Saved entries:
★ ★ ★ ★

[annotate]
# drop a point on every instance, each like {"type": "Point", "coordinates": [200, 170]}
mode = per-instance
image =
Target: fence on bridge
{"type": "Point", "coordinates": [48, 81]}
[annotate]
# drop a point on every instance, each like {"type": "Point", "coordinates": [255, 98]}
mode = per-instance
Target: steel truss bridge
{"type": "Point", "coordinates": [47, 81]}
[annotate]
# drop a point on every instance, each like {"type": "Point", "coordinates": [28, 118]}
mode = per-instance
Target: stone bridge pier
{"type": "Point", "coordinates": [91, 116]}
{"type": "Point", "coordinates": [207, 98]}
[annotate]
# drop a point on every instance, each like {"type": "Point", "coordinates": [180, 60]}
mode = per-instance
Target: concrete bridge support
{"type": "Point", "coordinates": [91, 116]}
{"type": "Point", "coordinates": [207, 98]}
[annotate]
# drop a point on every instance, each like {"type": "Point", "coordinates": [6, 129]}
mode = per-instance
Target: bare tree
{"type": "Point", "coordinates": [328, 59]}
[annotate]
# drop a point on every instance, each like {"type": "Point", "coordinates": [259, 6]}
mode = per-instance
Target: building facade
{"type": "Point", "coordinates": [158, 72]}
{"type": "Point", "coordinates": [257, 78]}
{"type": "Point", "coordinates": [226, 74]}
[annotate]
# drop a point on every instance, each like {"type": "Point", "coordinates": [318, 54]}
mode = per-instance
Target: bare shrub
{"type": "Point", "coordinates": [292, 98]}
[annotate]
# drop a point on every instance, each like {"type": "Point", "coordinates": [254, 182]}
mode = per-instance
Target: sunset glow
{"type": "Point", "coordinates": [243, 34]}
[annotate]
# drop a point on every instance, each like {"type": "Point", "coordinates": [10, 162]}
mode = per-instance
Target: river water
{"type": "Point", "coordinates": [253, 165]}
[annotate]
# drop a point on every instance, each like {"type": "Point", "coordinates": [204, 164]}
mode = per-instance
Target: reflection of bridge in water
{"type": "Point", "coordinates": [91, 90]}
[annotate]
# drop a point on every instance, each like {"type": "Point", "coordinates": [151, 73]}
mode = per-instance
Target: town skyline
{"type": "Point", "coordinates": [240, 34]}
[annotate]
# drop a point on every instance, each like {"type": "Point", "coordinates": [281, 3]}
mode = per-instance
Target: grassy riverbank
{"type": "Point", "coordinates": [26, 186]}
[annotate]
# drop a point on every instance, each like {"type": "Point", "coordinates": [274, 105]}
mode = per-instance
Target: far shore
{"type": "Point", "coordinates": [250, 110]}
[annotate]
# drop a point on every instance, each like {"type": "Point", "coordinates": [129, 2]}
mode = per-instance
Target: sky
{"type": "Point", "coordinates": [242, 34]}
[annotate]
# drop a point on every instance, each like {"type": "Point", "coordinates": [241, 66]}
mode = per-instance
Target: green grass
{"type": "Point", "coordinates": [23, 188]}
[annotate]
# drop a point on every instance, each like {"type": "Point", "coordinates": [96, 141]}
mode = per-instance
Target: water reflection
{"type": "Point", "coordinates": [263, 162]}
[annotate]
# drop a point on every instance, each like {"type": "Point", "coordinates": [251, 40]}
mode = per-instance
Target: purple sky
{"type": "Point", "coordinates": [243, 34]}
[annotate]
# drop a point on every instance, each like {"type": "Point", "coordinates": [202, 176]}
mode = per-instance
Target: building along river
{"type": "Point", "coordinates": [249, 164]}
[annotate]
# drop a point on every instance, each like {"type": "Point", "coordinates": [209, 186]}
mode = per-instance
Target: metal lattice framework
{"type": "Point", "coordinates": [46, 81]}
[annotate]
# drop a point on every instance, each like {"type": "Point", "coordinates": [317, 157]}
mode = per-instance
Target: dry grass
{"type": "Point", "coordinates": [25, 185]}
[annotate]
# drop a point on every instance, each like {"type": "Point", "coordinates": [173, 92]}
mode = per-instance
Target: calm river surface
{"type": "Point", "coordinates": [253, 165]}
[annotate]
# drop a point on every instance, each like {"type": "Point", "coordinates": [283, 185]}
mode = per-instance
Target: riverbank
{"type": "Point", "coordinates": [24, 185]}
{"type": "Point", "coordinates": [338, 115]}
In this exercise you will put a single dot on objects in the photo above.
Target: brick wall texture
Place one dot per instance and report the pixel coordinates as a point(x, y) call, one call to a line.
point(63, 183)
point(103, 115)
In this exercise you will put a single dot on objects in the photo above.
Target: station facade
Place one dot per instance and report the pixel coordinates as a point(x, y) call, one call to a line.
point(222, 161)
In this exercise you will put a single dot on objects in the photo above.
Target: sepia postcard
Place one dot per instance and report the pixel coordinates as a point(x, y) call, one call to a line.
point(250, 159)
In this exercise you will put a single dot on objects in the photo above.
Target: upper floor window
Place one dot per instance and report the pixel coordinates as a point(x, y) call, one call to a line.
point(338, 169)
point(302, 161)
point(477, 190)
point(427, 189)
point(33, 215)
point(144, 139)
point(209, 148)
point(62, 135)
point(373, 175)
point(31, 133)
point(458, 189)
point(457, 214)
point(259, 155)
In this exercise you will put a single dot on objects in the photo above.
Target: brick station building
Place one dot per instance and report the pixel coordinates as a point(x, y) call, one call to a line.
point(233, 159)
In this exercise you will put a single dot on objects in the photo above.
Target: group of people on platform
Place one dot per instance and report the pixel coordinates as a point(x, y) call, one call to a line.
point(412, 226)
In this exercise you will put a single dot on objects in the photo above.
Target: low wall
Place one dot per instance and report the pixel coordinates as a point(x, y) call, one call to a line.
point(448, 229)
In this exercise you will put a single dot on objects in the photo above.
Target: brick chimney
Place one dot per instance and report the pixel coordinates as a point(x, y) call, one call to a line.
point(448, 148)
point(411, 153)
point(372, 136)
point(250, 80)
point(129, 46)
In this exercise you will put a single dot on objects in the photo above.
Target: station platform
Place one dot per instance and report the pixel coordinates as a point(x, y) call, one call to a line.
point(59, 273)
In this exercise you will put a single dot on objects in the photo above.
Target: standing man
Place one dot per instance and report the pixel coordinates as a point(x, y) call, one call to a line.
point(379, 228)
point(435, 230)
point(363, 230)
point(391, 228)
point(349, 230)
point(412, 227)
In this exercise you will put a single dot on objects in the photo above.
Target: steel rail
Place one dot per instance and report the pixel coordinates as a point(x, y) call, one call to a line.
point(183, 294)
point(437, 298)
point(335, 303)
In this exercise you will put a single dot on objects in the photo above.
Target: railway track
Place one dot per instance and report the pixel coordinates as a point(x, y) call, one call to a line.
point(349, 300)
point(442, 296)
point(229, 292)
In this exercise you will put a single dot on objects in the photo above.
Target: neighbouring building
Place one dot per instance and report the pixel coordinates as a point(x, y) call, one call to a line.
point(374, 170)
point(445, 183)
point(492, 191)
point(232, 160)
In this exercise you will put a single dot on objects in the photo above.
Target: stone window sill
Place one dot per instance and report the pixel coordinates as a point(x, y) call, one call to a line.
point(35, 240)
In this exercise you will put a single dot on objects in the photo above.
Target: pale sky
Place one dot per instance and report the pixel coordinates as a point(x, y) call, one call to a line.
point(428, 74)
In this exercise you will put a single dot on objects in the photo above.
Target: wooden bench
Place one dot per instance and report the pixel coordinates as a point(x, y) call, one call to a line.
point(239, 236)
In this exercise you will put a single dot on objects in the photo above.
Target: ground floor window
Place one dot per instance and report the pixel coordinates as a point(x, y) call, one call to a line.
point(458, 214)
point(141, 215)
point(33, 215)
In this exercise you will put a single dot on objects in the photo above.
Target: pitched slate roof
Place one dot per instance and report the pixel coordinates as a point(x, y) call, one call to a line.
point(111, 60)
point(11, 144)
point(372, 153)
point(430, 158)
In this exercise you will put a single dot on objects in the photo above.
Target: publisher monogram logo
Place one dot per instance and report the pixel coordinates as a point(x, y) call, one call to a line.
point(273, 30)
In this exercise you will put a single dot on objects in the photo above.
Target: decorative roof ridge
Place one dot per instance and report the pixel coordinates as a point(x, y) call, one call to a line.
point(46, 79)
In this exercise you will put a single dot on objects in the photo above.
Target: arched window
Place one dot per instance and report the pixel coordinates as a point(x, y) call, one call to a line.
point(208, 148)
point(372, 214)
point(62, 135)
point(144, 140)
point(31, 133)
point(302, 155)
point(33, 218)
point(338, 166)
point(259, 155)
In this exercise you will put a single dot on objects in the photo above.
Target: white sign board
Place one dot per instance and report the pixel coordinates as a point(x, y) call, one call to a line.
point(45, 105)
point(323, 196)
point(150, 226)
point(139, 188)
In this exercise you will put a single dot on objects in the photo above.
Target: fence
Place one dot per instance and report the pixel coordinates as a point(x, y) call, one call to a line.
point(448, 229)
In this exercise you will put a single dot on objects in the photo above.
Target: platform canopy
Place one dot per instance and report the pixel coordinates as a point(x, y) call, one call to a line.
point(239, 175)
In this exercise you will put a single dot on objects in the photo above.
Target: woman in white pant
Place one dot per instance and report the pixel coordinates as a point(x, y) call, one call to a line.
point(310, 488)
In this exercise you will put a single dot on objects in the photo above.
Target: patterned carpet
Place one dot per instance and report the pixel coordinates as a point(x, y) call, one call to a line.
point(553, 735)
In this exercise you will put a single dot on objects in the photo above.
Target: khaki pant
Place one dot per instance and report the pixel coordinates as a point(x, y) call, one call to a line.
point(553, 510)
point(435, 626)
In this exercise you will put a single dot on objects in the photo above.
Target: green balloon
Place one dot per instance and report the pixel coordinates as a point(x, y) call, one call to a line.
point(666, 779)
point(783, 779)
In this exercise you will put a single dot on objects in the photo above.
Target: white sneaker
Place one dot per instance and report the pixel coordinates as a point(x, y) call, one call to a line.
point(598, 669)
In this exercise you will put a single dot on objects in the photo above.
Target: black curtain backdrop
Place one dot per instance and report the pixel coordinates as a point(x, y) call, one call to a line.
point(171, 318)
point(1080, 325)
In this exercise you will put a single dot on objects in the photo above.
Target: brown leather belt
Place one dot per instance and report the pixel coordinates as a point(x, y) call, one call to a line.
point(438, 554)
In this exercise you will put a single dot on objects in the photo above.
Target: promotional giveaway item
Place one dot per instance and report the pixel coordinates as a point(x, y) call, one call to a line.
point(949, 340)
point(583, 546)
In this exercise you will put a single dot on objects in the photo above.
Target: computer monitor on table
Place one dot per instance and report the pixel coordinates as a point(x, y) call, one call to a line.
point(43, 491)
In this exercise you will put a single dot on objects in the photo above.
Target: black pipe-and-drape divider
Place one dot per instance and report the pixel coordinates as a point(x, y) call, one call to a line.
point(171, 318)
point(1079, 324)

★ ★ ★ ★

Pull out every line of the material above that contains the string "riverbank".

Target: grassy riverbank
Target: riverbank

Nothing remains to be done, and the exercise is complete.